* Excerpts from location labeling data *
* * * * * * * * *

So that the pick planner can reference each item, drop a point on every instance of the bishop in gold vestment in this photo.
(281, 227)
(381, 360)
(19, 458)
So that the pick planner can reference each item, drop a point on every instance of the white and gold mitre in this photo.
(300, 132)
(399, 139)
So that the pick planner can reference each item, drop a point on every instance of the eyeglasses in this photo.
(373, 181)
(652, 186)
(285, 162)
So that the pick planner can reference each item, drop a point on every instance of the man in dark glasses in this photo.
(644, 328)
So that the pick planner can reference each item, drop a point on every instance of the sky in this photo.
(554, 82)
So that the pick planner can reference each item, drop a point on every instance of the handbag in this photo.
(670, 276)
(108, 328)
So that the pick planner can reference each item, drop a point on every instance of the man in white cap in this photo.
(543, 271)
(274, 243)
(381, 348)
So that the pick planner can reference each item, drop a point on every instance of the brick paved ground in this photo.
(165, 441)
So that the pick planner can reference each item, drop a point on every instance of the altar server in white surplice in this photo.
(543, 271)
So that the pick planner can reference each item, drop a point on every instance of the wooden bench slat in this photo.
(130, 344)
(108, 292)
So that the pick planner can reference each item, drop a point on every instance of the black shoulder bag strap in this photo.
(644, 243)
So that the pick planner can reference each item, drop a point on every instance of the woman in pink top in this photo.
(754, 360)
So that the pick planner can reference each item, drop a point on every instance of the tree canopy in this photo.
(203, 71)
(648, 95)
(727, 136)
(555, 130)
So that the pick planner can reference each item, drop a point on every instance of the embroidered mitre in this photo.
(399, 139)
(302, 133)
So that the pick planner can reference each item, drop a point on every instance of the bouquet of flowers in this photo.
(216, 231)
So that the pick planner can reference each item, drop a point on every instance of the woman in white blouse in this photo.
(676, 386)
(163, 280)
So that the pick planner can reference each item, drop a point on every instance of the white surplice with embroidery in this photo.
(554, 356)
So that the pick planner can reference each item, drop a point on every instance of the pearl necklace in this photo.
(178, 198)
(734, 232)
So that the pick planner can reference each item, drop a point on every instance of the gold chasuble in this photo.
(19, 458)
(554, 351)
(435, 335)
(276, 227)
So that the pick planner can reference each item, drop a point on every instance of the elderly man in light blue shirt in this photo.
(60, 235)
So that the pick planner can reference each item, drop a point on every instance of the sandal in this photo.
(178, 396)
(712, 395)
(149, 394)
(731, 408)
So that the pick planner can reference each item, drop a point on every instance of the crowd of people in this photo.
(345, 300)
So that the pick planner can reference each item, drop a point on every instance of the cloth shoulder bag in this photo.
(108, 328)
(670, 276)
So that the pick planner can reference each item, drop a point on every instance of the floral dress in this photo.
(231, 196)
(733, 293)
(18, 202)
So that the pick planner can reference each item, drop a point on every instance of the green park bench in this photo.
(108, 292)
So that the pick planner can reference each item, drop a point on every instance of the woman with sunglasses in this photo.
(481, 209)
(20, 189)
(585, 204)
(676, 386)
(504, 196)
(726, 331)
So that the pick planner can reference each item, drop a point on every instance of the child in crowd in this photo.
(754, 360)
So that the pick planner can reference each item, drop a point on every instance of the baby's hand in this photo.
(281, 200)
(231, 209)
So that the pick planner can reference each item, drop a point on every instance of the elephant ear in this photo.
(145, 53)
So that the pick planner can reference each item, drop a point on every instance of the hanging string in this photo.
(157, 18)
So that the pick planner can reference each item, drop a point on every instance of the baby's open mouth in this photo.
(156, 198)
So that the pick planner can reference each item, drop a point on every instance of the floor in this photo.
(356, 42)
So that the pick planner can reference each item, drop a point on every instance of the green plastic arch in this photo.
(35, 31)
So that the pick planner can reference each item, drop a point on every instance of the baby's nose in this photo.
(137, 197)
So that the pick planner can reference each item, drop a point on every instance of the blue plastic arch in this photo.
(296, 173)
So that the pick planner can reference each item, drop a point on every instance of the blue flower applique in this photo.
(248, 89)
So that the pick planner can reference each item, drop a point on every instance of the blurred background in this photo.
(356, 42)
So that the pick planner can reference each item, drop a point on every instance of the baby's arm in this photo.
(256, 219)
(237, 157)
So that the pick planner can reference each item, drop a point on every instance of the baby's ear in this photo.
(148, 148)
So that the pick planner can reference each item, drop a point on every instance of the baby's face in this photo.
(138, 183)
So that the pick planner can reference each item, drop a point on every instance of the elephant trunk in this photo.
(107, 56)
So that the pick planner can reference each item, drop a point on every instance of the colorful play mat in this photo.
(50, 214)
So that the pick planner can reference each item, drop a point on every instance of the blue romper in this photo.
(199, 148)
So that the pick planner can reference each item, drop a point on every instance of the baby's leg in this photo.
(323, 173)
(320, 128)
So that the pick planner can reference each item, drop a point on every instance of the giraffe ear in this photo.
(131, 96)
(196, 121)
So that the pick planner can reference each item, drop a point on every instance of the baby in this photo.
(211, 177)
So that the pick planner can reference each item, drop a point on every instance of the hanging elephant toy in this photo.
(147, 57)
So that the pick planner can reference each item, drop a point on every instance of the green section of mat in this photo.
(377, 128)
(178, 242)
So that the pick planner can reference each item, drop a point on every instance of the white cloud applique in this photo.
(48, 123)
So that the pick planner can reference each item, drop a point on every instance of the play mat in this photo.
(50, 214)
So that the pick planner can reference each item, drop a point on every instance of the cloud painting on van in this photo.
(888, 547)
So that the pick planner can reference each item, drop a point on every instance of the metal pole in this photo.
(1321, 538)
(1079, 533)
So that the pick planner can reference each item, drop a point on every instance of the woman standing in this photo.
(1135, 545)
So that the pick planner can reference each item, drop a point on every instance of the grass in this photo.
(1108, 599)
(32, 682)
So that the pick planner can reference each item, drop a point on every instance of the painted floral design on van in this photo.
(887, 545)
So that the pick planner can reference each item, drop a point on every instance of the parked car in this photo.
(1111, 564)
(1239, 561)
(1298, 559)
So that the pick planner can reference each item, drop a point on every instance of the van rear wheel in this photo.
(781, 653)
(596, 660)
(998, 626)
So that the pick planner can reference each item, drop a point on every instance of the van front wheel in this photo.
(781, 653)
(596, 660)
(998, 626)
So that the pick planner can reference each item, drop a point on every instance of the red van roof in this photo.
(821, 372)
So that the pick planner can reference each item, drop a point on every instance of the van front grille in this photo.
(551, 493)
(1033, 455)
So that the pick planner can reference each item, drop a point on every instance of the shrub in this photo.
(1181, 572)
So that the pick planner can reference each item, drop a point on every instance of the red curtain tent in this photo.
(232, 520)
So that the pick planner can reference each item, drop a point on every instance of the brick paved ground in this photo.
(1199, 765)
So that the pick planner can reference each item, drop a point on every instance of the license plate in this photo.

* * * * * * * * *

Could you lay out every line of the entries above as a numbered list, leaving out any blank lines?

* ANSWER TO THIS EXERCISE *
1. So that the pick planner can reference each item, drop a point on every instance of the bishop in gold vestment in this photo.
2. (281, 227)
3. (381, 360)
4. (19, 458)
5. So that the pick planner can reference each item, drop a point on every instance of the white and gold mitre in this photo.
6. (300, 132)
7. (399, 139)
8. So that the pick planner can reference each item, drop a point on every instance of the eyeglasses in this photo.
9. (373, 181)
10. (652, 186)
11. (285, 162)
12. So that the pick planner can reference each item, drop a point on every instance of the man in dark glasses in this photo.
13. (644, 328)
14. So that the pick planner can reference each item, drop a point on every instance of the sky in this photo.
15. (554, 82)
16. So that the pick planner can reference each item, drop a point on every instance of the handbag in this photo.
17. (670, 276)
18. (108, 328)
19. So that the pick planner can reference each item, drop a point on every instance of the man in white cap in this photo.
20. (543, 271)
21. (274, 243)
22. (381, 348)
23. So that the pick planner can reference each item, drop a point on every instance of the brick paved ground in this photo.
24. (165, 441)
25. So that the pick planner can reference each item, drop a point on every instance of the altar server in white surplice in this photo.
26. (543, 271)
27. So that the pick planner can reference each item, drop a point on every instance of the wooden bench slat in this photo.
28. (130, 344)
29. (108, 292)
30. So that the pick planner can reference each item, drop a point on every instance of the black shoulder bag strap in this photo.
31. (644, 243)
32. So that the pick planner can reference each item, drop a point on every instance of the woman in pink top in this photo.
33. (754, 360)
34. So that the pick planner can reference each item, drop a point on every instance of the tree canopy in this photo.
35. (203, 71)
36. (648, 95)
37. (727, 136)
38. (555, 130)
39. So that the pick planner can reference each item, drop a point on every instance of the embroidered mitre in this photo.
40. (399, 139)
41. (302, 133)
42. So that the pick planner can reference each item, drop a point on every instance of the bouquet of flowers in this photo.
43. (216, 231)
44. So that the pick planner can reference each item, drop a point on every instance of the woman in white blouse in this photo.
45. (676, 386)
46. (163, 280)
47. So that the pick planner can reference each item, drop a point on every instance of the white surplice with embroidery in this photo.
48. (554, 356)
49. So that the pick planner can reference each item, drop a point on every instance of the pearl necklace in this photo.
50. (178, 198)
51. (734, 232)
52. So that the pick planner can reference each item, drop a point on every instance of the gold chasuble in this photo.
53. (19, 458)
54. (554, 351)
55. (435, 335)
56. (276, 227)
57. So that the pick planner can reference each item, drop a point on every instance of the elderly man in light blue shirt in this photo.
58. (60, 235)
59. So that the pick planner can reference each item, drop a point on every instance of the sandal in this photo.
60. (178, 396)
61. (712, 395)
62. (149, 394)
63. (731, 408)
64. So that the pick planner can reference each item, drop a point on every instance of the crowd of people in this photo.
65. (345, 300)
66. So that the pick planner can reference each item, drop a point on every instance of the cloth shoulder bag in this photo.
67. (108, 328)
68. (670, 276)
69. So that the pick planner can reference each item, drop a point on every instance of the floral dress in this photo.
70. (231, 196)
71. (733, 293)
72. (18, 202)
73. So that the pick planner can reference each item, drop a point on every instance of the green park bench in this photo.
74. (108, 292)
75. So that the pick planner can reference each item, drop a point on every instance of the woman with sunglasses in this photo.
76. (481, 209)
77. (20, 189)
78. (585, 204)
79. (676, 386)
80. (504, 196)
81. (726, 331)
82. So that the pick planner can reference each item, drop a point on every instance of the child in crowd in this photo.
83. (754, 360)
84. So that the pick planner can reference each item, drop a point on every instance of the baby's hand in this photo.
85. (281, 200)
86. (231, 209)
87. So that the pick planner can reference each item, drop a point on every instance of the elephant ear in this photo.
88. (145, 53)
89. So that the pick planner can reference each item, drop a point on every instance of the hanging string in this photo.
90. (157, 18)
91. So that the pick planner can reference each item, drop a point on every instance of the baby's open mouth in this photo.
92. (156, 198)
93. So that the pick planner can reference each item, drop a point on every instance of the floor in this photo.
94. (356, 42)
95. So that the pick planner can reference each item, drop a point on every instance of the green plastic arch in this photo.
96. (35, 31)
97. So that the pick planner can reference each item, drop a point on every instance of the baby's nose in this photo.
98. (137, 197)
99. So that the pick planner can reference each item, drop a point on every instance of the blue plastic arch in this photo.
100. (296, 173)
101. So that the pick planner can reference each item, drop a point on every instance of the blue flower applique in this photo.
102. (248, 89)
103. So that the pick planner can reference each item, drop a point on every instance of the blurred background in this photo.
104. (356, 42)
105. So that the pick planner can reference each item, drop a point on every instance of the baby's arm in this photo.
106. (256, 219)
107. (237, 157)
108. So that the pick planner can reference each item, drop a point on every instance of the baby's ear in this photo.
109. (148, 148)
110. So that the pick planner can reference each item, drop a point on every instance of the baby's face in this photo.
111. (138, 183)
112. So that the pick planner can reference each item, drop a point on every instance of the elephant trunk in this photo.
113. (107, 56)
114. So that the pick planner can reference each item, drop a point on every instance of the colorful play mat in this photo.
115. (50, 214)
116. So that the pick planner can reference each item, drop a point on every instance of the blue romper in this photo.
117. (199, 148)
118. So that the pick planner can reference each item, drop a point on every instance of the baby's leg in this photo.
119. (323, 173)
120. (320, 128)
121. So that the pick planner can reference each item, drop a point on every instance of the giraffe ear in this photo.
122. (131, 96)
123. (196, 121)
124. So that the pick planner can reference each item, drop a point on every instance of the baby in this photo.
125. (211, 177)
126. So that the pick planner can reference each item, drop a point on every instance of the hanging elephant toy in this photo.
127. (147, 57)
128. So that the pick planner can reference each item, drop a point on every instance of the green section of mat in this photo.
129. (377, 128)
130. (178, 242)
131. So that the pick planner can reference each item, drop a point on every instance of the white cloud applique in this photo.
132. (48, 123)
133. So that the pick planner can reference each item, drop a point on every instance of the play mat in this photo.
134. (50, 214)
135. So that the pick planner can reference each item, drop a point on every instance of the cloud painting on van in this photo.
136. (888, 547)
137. So that the pick planner can reference each item, drop a point on every instance of the metal pole in this photo.
138. (1321, 538)
139. (1079, 533)
140. So that the pick planner can reference each item, drop a point on every instance of the woman standing in this photo.
141. (1135, 545)
142. So that the pick planner can reference each item, drop a point on every instance of the grass in this photo.
143. (1108, 599)
144. (32, 682)
145. So that the pick planner can reference each item, drop a point on every instance of the painted floral design on van in this photo.
146. (887, 545)
147. So that the pick planner can reference each item, drop a point on every instance of the parked car in this photo.
148. (1111, 564)
149. (1239, 561)
150. (1298, 559)
151. So that the pick planner can reference each item, drop a point on every instance of the van rear wheel in this photo.
152. (781, 653)
153. (596, 660)
154. (998, 626)
155. So that the pick planner can reference each item, drop a point on every instance of the van front wheel in this photo.
156. (781, 653)
157. (596, 660)
158. (998, 626)
159. So that the pick planner can reference each item, drop a point on every instance of the red van roof in this photo.
160. (821, 372)
161. So that the pick planner can reference each item, drop a point on every instance of the van front grille in this photo.
162. (551, 493)
163. (1033, 455)
164. So that the pick planner can reference each item, drop a point on every instance of the shrub in this photo.
165. (1181, 572)
166. So that the pick planner can reference each item, drop a point on every instance of the red curtain tent in this photo.
167. (232, 520)
168. So that the pick planner can reference each item, drop a point on every instance of the brick paved ground in this photo.
169. (1199, 765)
170. So that the pick planner can reference each item, drop a point on every instance of the license plate in this photo.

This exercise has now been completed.